TAREFA A REALIZAR:
Extraia dos registros abaixo cada linha que contenha a palavra "gravel", levando em conta maiúsculas e minúsculas.

[Registros de imagens com regiões nomeadas]
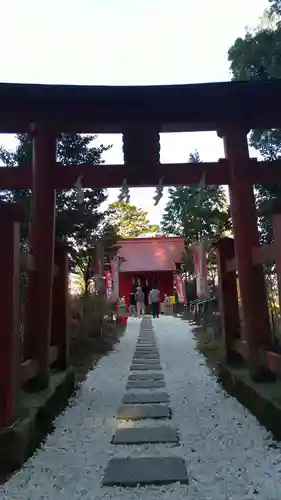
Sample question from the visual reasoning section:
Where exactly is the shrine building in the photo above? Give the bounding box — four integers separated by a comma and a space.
112, 236, 184, 302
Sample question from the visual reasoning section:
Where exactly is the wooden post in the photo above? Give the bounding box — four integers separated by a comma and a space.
25, 124, 57, 389
215, 238, 240, 362
0, 204, 20, 427
51, 243, 69, 369
219, 128, 271, 380
272, 203, 281, 314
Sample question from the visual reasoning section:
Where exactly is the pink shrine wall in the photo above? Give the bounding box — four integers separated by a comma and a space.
116, 271, 174, 304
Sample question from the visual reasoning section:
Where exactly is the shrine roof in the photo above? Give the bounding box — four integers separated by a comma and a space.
0, 79, 281, 133
115, 236, 184, 273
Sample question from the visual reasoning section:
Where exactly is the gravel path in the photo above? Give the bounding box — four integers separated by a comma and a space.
0, 317, 281, 500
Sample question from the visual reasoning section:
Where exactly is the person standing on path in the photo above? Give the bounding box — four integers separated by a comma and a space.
135, 286, 145, 318
149, 284, 160, 318
129, 291, 136, 317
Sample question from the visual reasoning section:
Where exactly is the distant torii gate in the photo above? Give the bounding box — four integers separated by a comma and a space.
0, 81, 281, 400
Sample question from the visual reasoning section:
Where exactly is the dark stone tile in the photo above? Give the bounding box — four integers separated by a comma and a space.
102, 457, 188, 487
111, 425, 179, 444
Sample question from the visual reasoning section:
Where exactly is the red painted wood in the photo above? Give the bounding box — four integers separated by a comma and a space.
0, 207, 20, 427
51, 243, 69, 368
224, 130, 271, 373
0, 159, 281, 190
25, 125, 57, 388
216, 238, 240, 357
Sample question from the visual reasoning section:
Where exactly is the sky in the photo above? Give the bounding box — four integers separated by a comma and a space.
0, 0, 268, 223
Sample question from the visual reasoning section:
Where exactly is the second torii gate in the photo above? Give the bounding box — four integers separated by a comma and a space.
0, 81, 281, 388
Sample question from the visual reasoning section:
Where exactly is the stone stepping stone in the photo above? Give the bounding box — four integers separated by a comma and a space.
126, 379, 166, 389
132, 358, 161, 366
136, 344, 159, 354
136, 340, 157, 349
134, 349, 160, 358
117, 404, 172, 420
128, 373, 164, 382
133, 352, 160, 361
132, 354, 160, 365
122, 392, 170, 405
111, 425, 179, 444
130, 363, 162, 371
102, 457, 188, 487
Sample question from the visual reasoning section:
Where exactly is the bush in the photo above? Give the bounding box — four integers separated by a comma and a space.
69, 295, 120, 363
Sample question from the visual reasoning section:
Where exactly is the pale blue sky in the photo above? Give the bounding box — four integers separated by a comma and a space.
0, 0, 267, 222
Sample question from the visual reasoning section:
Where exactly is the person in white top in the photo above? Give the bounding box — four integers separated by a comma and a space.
135, 286, 145, 318
149, 285, 160, 318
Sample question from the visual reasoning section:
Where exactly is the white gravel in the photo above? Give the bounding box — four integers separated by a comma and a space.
0, 317, 281, 500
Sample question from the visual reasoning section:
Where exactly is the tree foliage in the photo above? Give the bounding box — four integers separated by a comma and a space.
162, 152, 229, 246
0, 134, 116, 288
109, 201, 160, 238
228, 0, 281, 243
161, 151, 230, 275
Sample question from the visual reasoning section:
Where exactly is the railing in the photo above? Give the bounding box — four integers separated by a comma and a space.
0, 204, 69, 428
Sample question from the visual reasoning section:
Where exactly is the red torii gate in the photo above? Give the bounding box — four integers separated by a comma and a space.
0, 81, 281, 421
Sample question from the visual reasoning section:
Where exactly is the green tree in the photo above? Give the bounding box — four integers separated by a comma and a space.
228, 0, 281, 243
109, 201, 160, 238
0, 134, 117, 289
161, 151, 230, 282
161, 152, 229, 246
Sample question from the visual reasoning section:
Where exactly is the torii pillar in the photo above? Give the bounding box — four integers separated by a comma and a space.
25, 123, 57, 389
218, 126, 271, 381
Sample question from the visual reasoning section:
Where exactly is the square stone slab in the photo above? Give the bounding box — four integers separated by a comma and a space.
117, 404, 172, 420
128, 373, 164, 382
122, 392, 169, 405
126, 379, 166, 389
132, 358, 160, 366
136, 340, 157, 349
111, 425, 179, 444
102, 457, 188, 484
134, 351, 160, 359
135, 344, 159, 354
130, 363, 162, 371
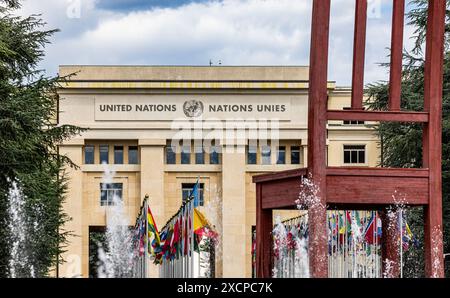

RESPOSTA DO EXERCÍCIO:
Where exactly is the gravel path in the photo above? Give the bounding box — four integers separated by a comma and a space.
Where exactly is the white gravel in the photo above? Give the bounding box — four integers separated by a comma and a space.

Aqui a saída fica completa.